## Goal
Convert each line of the items below into a numbered list, skipping blank lines and leaving the pictures out of your answer.

══ Dataset content ══

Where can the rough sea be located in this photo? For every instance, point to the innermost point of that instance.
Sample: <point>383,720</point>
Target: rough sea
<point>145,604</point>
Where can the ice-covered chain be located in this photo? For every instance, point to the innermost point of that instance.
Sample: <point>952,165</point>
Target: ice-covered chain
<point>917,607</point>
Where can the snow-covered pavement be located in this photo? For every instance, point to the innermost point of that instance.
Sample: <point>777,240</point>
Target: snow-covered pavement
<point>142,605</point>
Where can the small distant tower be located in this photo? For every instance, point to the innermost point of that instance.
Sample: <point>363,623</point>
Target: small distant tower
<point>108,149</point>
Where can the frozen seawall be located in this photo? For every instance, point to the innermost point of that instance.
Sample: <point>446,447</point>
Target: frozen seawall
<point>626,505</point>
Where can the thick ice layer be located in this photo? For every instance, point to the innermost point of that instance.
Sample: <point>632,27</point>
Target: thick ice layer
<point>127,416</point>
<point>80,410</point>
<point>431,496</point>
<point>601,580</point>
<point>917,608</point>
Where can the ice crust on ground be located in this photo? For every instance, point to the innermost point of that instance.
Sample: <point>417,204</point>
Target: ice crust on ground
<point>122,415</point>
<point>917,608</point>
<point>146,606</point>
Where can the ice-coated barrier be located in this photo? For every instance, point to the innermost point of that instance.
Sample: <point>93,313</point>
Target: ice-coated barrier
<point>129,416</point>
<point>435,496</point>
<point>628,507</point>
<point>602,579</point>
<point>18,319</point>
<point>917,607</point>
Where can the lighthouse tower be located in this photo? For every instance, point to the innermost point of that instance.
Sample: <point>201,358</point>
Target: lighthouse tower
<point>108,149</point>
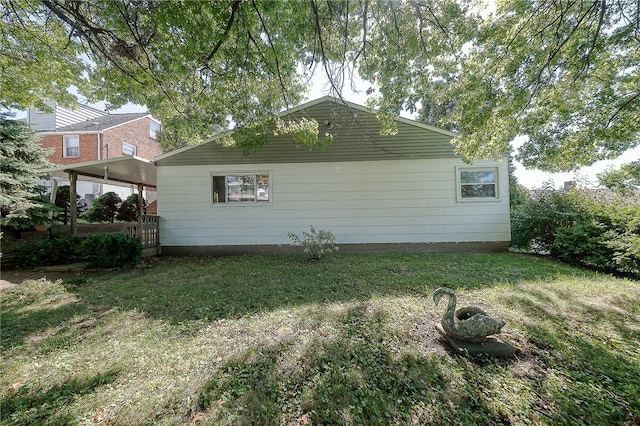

═══

## Worked answer
1. Where can the rough sea be located in this photo? For every instance, point to the innermost point of that instance.
2. Sample: <point>383,720</point>
3. Target: rough sea
4. <point>145,604</point>
5. Where can the ice-covered chain be located in this photo? For every instance, point to the innermost point of that instance.
6. Sample: <point>952,165</point>
7. Target: ice-covered chain
8. <point>917,607</point>
9. Where can the snow-covered pavement be located in this photo? For every instance, point to the innermost point of that instance.
10. Sample: <point>777,240</point>
11. Target: snow-covered pavement
12. <point>142,605</point>
13. Where can the small distant tower be located in this photo? For every instance, point to the innermost point of that instance.
14. Sample: <point>363,623</point>
15. Target: small distant tower
16. <point>108,149</point>
17. Where can the frozen seawall be located in this photo? For every instance, point to the innermost point of that instance.
18. Sample: <point>446,447</point>
19. Target: frozen seawall
20. <point>626,505</point>
21. Where can the thick ice layer be located in this photo? For every instance, point to the innermost point of that instance.
22. Sample: <point>632,27</point>
23. Target: thick ice layer
24. <point>127,416</point>
25. <point>80,410</point>
26. <point>431,496</point>
27. <point>601,580</point>
28. <point>917,608</point>
29. Where can the ice crust on ground be located in this photo? For every instance, point to the innermost point of that instance.
30. Sample: <point>417,204</point>
31. Target: ice crust on ground
32. <point>122,415</point>
33. <point>917,608</point>
34. <point>146,606</point>
35. Where can the ice-coated barrier be located in this photo? For every instance, point to the innermost point of that instance.
36. Sample: <point>93,313</point>
37. Target: ice-coated barrier
38. <point>129,416</point>
39. <point>435,496</point>
40. <point>628,507</point>
41. <point>602,579</point>
42. <point>18,319</point>
43. <point>917,607</point>
44. Where can the lighthouse tower be located in this photo? For every instance, point to the innermost point of that instance.
45. Sample: <point>201,358</point>
46. Target: lighthouse tower
47. <point>108,149</point>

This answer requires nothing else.